• [Challenge 1]: Arrange the lines of the listing as a numbered list, starting at the line that contains "Would you mind spotting the shallow" and ending at the line that contains "<point>414,290</point>". Leave out any blank lines.

• [Page extract]:
================

# Acanthogonatus vilches info?



## baz-vegas (Jun 4, 2009)

Good morning to you all.
I see that TSS has these for sale at the mo. I googled them and not much comes up. Can anyone give me some info on them please, as I would like to get one. They look well nice.:mf_dribble: Or does anyone have one?

Thanks in advance,

Barry.


----------



## Mutley.100 (Nov 3, 2008)

I got a Acanthognathus Vilches from Gareth at Predator or Prey 3 weeks ago and it's a lovely little thing , makes a nice change to tarantula's . I keep it in a small faunarium type home with a bit of sub , a water bowl and a bit of decoration . 

They don't seem to have the pads on their feet that T's do and show difficulty climbing up smooth sides . They feed well and have made a nice light webbing around the deco so far . I've sprayed the sides once a week as well as keeping the bowl topped up . 

They seem quite quick too but they seem to move different to T's (more like trues) but that may be my imagination . 

According to Garath they are reputed to have a painful but not dangerous bite .

Here's my A.vilches as well as the other one I got , an A.francki . http://www.reptileforums.co.uk/forums/spider-invert-pictures/521174-acantho.html

I suggest you have a look on Gareth's site as he's got 3 different species for the same price .

Predator or Prey


----------



## Chaika (Jun 5, 2009)

I have a related undescribed species (Acanthogonatus sp. green) that I keep relatively dry with a moist underlayer of substrate and overflow the waterbowl every once in a while for extra humidity. They like to web so put in some suitable decor for them to anchor their webbing to. Feed regularly by dropping something on the webbing 

Mine makes a lot of surface tunnels and has been hidden away for a while now (I suspect an egg sack).


----------



## gothling (Feb 17, 2010)

unfortunatly the one i like has the sillyest name, it's like i'm 9 again! A. pissi


----------



## baz-vegas (Jun 4, 2009)

Mutley.100 said:


> I got a Acanthognathus Vilches from Gareth at Predator or Prey 3 weeks ago and it's a lovely little thing , makes a nice change to tarantula's . I keep it in a small faunarium type home with a bit of sub , a water bowl and a bit of decoration .
> 
> They don't seem to have the pads on their feet that T's do and show difficulty climbing up smooth sides . They feed well and have made a nice light webbing around the deco so far . I've sprayed the sides once a week as well as keeping the bowl topped up .
> 
> ...


Thanks for the info mate. How big was yours from Gareth? Liking the Pissi more now.:mf_dribble:

Cheers,

Barry.


----------



## Mutley.100 (Nov 3, 2008)

baz-vegas said:


> Thanks for the info mate. How big was yours from Gareth? Liking the Pissi more now.:mf_dribble:
> 
> Cheers,
> 
> Barry.

================

• [Supplied material]:
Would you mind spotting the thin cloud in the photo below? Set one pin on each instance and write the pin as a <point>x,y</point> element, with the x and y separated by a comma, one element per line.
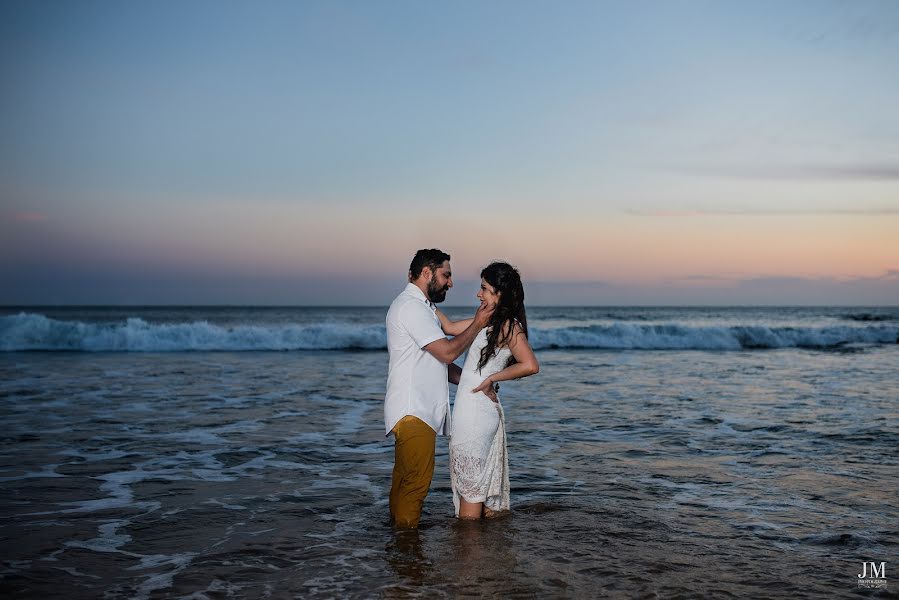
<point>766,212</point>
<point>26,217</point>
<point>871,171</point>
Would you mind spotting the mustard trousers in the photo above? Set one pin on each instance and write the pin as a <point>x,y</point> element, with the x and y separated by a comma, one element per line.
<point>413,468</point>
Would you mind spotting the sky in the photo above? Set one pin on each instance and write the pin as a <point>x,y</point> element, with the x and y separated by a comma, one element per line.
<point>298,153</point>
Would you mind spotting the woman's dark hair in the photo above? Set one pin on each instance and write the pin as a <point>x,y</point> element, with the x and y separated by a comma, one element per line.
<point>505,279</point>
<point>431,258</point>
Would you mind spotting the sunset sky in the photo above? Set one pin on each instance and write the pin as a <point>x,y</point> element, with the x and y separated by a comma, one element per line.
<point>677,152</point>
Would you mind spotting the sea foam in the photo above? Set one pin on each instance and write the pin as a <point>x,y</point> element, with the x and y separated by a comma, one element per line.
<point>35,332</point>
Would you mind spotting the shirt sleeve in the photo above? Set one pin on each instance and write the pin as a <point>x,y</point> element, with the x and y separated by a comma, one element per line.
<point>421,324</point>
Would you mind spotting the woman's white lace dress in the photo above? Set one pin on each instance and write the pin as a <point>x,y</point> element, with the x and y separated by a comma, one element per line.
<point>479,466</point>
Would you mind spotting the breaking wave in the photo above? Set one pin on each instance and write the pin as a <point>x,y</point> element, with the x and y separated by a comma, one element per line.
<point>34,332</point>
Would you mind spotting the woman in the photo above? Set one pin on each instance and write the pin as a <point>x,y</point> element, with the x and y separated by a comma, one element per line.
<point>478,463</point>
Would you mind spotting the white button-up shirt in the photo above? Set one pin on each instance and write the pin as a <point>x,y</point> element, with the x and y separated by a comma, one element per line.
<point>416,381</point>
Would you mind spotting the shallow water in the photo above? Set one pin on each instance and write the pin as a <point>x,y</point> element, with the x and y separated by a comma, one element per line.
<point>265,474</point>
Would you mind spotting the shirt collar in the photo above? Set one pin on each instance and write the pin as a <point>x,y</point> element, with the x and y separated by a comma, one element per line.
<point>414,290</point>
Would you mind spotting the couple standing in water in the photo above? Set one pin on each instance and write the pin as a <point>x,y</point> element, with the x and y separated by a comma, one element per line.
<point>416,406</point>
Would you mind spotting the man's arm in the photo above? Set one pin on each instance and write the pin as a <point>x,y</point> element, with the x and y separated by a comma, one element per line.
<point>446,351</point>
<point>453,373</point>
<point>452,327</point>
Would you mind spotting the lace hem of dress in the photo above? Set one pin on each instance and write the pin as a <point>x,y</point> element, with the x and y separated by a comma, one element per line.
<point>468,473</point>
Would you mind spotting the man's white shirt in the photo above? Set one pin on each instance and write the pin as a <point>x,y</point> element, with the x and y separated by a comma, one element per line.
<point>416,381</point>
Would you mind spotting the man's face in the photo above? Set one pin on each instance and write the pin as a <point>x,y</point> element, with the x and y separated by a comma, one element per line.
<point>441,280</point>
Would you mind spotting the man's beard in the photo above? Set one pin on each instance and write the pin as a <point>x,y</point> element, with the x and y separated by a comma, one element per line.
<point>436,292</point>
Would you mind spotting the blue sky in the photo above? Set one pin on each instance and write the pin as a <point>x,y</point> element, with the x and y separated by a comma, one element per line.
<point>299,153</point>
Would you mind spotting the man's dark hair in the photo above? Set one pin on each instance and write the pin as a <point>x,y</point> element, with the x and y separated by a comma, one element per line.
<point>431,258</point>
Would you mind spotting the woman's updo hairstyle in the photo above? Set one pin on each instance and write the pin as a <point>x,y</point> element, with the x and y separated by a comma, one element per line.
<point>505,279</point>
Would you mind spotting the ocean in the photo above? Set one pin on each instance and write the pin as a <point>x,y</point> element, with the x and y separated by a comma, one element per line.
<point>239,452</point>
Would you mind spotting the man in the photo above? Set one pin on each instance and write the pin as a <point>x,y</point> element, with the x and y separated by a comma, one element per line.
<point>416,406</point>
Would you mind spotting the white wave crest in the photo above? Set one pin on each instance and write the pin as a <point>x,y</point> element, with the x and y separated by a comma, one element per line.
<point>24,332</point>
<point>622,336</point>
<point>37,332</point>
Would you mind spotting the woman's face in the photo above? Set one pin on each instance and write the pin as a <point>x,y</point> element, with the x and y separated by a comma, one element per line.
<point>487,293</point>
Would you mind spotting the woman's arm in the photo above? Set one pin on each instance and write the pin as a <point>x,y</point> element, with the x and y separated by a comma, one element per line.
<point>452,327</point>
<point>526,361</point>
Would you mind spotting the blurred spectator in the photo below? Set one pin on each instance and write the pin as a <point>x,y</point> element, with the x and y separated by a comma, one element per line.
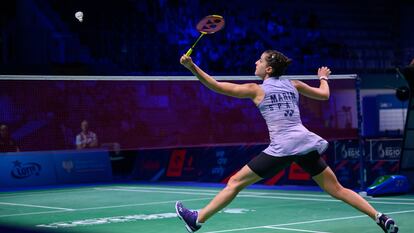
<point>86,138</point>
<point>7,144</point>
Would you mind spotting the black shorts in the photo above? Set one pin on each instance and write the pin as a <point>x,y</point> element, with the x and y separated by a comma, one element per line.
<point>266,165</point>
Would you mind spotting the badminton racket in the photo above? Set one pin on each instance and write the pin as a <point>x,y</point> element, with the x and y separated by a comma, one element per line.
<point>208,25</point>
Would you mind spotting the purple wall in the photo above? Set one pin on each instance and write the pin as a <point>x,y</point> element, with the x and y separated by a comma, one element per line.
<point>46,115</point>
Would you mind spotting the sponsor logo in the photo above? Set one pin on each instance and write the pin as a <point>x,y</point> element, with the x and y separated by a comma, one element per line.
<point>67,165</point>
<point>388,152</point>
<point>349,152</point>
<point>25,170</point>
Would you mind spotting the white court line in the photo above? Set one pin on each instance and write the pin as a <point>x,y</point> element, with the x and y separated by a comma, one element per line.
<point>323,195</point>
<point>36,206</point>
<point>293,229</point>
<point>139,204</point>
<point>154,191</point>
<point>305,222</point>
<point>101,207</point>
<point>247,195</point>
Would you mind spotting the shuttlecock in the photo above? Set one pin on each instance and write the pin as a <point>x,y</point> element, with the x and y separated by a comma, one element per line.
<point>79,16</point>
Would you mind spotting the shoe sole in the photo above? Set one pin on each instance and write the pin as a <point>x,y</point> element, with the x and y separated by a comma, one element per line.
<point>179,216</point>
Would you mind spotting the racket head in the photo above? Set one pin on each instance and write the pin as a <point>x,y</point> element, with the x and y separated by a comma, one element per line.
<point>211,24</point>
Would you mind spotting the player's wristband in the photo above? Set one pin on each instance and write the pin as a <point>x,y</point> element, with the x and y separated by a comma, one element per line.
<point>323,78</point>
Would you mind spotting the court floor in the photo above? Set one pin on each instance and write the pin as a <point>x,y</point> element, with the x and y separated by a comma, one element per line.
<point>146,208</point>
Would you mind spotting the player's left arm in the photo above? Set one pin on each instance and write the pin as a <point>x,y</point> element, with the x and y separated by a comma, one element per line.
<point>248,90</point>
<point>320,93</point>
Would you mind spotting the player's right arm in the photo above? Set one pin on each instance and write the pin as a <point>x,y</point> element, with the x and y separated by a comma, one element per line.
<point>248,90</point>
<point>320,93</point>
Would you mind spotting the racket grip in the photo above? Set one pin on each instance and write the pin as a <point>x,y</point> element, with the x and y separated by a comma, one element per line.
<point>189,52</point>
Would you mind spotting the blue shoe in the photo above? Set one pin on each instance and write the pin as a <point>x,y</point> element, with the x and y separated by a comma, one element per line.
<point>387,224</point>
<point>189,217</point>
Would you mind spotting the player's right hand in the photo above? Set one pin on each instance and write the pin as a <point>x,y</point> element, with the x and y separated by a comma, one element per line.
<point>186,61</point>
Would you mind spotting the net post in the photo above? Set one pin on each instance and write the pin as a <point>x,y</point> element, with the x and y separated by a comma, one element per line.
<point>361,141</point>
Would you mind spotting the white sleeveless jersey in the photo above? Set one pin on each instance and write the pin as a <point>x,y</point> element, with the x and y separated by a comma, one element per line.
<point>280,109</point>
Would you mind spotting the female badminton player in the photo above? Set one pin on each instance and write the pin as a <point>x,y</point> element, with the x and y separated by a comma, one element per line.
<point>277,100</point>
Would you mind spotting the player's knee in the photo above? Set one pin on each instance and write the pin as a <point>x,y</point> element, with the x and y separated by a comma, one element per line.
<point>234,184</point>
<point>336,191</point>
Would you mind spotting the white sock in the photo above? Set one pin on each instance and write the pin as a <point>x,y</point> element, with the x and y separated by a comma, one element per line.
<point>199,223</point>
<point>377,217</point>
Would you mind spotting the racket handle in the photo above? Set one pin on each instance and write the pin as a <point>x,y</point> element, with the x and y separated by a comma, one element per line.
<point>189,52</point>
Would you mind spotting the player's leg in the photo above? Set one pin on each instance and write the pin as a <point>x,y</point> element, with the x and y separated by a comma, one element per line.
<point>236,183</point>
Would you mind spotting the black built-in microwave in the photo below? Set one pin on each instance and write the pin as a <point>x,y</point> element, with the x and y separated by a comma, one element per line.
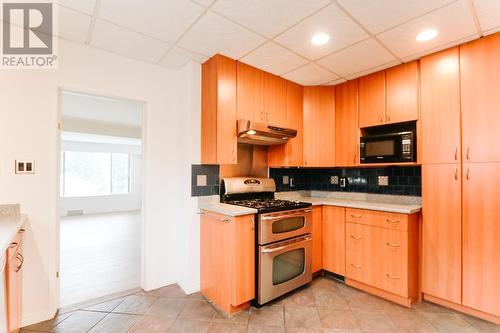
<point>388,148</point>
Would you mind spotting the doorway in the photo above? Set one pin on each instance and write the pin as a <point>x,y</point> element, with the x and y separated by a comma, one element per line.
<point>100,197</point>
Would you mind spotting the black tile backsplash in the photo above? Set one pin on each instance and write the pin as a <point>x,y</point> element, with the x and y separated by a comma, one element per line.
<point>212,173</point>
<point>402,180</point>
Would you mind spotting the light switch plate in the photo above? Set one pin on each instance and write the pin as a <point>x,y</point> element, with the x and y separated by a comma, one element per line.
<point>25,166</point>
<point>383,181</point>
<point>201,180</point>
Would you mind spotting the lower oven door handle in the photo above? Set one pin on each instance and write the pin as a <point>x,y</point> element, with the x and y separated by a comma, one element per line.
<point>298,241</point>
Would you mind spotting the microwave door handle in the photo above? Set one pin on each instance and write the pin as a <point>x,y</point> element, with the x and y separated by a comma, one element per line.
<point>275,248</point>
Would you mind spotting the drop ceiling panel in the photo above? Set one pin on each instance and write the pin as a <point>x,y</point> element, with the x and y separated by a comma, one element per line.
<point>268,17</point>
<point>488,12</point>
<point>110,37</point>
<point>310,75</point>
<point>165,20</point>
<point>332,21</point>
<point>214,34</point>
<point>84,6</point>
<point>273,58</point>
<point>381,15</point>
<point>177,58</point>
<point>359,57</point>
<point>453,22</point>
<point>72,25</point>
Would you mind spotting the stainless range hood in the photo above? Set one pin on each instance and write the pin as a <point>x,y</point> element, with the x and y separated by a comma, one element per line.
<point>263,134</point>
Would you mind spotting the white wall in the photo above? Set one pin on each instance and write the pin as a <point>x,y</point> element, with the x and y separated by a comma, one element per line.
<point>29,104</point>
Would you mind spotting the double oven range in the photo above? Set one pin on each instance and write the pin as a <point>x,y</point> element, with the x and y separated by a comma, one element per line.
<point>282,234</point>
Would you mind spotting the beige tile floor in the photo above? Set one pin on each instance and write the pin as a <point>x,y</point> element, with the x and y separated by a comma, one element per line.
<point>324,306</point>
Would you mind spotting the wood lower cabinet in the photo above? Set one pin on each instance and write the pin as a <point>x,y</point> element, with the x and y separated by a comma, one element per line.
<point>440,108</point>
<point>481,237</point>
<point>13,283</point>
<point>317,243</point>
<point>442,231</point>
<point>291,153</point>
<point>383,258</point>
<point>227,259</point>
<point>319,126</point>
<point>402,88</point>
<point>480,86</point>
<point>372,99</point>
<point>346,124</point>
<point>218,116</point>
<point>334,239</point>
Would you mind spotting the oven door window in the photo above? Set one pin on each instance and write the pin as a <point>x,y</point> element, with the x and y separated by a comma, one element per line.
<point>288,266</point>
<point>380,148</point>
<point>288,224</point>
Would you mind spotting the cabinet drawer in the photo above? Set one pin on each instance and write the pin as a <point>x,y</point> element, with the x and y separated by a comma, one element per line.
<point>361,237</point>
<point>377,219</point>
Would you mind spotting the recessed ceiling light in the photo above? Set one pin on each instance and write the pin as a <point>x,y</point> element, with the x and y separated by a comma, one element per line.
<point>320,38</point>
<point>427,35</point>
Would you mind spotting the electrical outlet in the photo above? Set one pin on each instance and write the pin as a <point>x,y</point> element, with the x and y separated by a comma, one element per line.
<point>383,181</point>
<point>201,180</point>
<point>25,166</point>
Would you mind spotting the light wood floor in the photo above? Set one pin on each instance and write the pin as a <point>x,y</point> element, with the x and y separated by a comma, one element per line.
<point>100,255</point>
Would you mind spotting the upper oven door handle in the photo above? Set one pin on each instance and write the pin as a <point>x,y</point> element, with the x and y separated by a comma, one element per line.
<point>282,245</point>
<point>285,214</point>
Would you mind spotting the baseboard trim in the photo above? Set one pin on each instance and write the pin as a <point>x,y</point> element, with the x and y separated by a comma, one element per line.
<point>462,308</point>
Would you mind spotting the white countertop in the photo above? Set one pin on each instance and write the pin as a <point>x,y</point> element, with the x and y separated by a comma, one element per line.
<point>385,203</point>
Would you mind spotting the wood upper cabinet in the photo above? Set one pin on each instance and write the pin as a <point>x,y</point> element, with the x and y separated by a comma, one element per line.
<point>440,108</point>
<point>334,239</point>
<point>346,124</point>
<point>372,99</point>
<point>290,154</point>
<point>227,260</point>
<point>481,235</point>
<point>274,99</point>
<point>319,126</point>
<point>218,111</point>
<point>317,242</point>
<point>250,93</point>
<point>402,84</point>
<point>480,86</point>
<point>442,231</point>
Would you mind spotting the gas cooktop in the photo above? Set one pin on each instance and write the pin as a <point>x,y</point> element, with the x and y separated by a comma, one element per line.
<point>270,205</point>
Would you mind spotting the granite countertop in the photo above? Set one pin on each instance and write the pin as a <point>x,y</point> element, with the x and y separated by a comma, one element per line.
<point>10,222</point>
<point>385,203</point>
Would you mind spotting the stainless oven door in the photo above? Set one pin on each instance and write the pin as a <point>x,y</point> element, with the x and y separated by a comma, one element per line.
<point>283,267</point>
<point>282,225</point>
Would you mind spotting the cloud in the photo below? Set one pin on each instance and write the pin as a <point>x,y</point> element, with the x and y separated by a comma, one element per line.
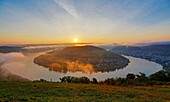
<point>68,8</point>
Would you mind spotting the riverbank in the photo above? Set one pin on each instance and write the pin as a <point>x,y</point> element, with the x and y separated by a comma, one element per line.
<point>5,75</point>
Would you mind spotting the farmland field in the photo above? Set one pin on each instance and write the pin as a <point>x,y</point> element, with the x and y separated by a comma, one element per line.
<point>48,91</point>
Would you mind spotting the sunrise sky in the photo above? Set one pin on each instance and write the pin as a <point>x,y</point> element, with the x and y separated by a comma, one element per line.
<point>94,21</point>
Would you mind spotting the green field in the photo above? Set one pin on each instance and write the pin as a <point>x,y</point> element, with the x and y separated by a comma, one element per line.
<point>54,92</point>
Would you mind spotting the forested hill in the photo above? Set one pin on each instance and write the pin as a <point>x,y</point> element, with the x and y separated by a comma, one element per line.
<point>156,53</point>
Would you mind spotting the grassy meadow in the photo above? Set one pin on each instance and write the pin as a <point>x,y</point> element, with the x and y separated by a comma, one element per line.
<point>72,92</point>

================

• [Challenge 2]:
Decide whether each statement below agrees with the thread about Acanthogonatus vilches. Answer yes or no, and quote the words from the thread that settle it.
(a) Mutley.100 got the spider from Gareth at Predator or Prey three weeks earlier.
(b) Chaika keeps the related species very wet throughout.
(c) According to Mutley.100, Gareth's site offers three species at different prices.

• [Solution 1]:
1. Would you mind spotting the shallow water in the photo above? Set one pin on each instance and write the pin as a <point>x,y</point> element, with the x and y separated by a comma, one element per line.
2. <point>265,474</point>
3. Would you mind spotting the shirt collar in the photo above? Set one pin on each instance and write the pin as a <point>x,y</point> element, with the x and y separated by a comma, one element per line.
4. <point>414,290</point>

• [Solution 2]:
(a) Yes: "I got a Acanthognathus Vilches from Gareth at Predator or Prey 3 weeks ago"
(b) No: "that I keep relatively dry with a moist underlayer of substrate"
(c) No: "he's got 3 different species for the same price"